- _Excerpt provided_:
:::

Bringing Change to Incident Response

Imagine for a minute, going to the ER in this panic-stricken, pandemic era, with symptoms akin to Covid due to a peanut allergy. After waiting for what seems like an eternity in a long queue of patient admittance, the ER doctor finally makes his hurried visit and prognosis.

The doctor fires off a series of probing questions, but sadly the patient is unable to speak. Due to this lack of communication, the doctor’s prognosis is now reduced to guesswork based on symptoms. Without the situational awareness of what could have caused those symptoms, it is now likely that a lot of time will be wasted exploring various other possible maladies.

Across many industries, miscommunication, unfocussed communication, or a complete lack of situational awareness, can be the Achilles heel of many companies’ performance, public perception, and brand. We see it in healthcare, we see it in government, we see it in human interactions and relationships. We certainly see it in today’s complex IT environment, where the repercussions include the invaluable loss of customer trust, loss of revenue, internal disruption, and diminished employee morale. Lack of situational awareness impacts every level of business, from global corporations such as Google, Capital One, and Amazon Web Services, to small businesses managed by outsourced MSPs.

“More than 80% of all incidents are caused by planned and unplanned changes” -Gartner

Sometimes, the changes remain unnoticed for hours if not days, before a major outage occurs…and by that time, even Sherlock Holmes would be challenged to unravel what went wrong! The time required to identify and remedy the infrastructure configuration changes that caused the incident in the first place, significantly impacts the business, and the damages and losses have already begun to compound.

But what if one could have… a real time activity stream of configuration changes, that occurs throughout the environment?

:::

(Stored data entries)
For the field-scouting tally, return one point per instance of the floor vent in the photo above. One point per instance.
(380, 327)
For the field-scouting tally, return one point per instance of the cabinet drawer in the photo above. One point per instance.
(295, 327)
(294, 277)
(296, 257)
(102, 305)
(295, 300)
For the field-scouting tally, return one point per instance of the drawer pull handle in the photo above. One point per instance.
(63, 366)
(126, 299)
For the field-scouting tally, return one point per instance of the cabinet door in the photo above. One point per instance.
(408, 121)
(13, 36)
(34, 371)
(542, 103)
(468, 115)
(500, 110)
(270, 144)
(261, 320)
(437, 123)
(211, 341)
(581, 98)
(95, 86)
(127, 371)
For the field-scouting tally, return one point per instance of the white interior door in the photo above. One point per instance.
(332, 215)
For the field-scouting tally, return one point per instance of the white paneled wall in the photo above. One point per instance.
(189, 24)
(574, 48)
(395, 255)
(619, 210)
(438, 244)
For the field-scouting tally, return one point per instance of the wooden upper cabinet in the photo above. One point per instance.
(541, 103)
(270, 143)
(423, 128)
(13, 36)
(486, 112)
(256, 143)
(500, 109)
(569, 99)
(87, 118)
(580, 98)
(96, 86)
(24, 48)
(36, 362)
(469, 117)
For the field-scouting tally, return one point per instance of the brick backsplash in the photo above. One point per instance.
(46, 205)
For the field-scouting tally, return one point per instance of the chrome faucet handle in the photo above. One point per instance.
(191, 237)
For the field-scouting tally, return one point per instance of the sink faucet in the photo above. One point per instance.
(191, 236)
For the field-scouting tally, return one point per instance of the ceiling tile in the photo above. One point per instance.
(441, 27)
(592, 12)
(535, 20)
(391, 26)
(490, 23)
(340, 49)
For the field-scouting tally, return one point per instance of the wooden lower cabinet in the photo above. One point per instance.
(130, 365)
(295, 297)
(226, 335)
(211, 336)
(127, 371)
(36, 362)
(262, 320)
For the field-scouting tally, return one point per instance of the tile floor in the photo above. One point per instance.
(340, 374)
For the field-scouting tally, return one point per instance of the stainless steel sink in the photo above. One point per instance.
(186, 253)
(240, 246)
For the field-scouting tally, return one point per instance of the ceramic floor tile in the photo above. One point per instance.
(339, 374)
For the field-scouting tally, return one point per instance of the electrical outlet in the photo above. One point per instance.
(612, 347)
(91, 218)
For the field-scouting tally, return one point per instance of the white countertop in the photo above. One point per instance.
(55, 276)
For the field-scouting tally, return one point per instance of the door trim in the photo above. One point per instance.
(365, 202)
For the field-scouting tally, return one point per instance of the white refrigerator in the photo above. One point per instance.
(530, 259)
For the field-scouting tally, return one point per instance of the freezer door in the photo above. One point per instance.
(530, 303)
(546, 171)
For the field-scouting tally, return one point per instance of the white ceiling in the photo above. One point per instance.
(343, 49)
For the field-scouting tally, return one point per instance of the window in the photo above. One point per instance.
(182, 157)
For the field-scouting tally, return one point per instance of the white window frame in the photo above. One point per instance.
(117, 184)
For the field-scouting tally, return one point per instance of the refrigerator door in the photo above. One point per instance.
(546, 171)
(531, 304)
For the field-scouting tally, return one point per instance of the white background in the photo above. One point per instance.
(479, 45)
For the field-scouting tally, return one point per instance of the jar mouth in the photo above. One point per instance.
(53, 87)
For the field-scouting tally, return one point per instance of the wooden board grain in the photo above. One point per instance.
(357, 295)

:::

- _Exercise set_:
- A) Retype the portion of the incident response article starting with "Sometimes, the changes" and going on through "throughout the environment?".
- B) Extend the article on bringing change to incident response, picking up right after its last sentence.

- _Answers_:
- A)
Sometimes, the changes remain unnoticed for hours if not days, before a major outage occurs…and by that time, even Sherlock Holmes would be challenged to unravel what went wrong! The time required to identify and remedy the infrastructure configuration changes that caused the incident in the first place, significantly impacts the business, and the damages and losses have already begun to compound.

But what if one could have… a real time activity stream of configuration changes, that occurs throughout the environment?

- B)
At a minimum, this would enable incident triage to expedite all relevant changes, quickly narrowing down the scope of the problem. The technician at hand could easily see how changes to the firewall rules, which belong to the network team, directly impacts the application team. In doing so, the technician has also saved a lot of time for many other folk, by avoiding the unnecessary, dreaded emergency conference bridge, which all too often has become commonplace.

Perhaps, if the change data is leveraged early enough, by capturing the configuration changes related to the Change Request and used during post-implementation reviews, the outages may be prevented altogether.

Why don’t most infrastructure operations monitor for configuration changes, today?

Most likely, companies assume they have a comprehensive coverage with their existing myriad list of configuration management tools, with each silo (networks, servers, apps, cloud, VM, containers, etc…) providing coverage for their own specific domain. While this may be true, none of these independent tools brings all the configuration changes together in one place, and certainly none relate the configuration data together or with Change Requests.

The configuration change monitoring solution needs to be specifically focused to help incident response, incident prevention and configuration assurance.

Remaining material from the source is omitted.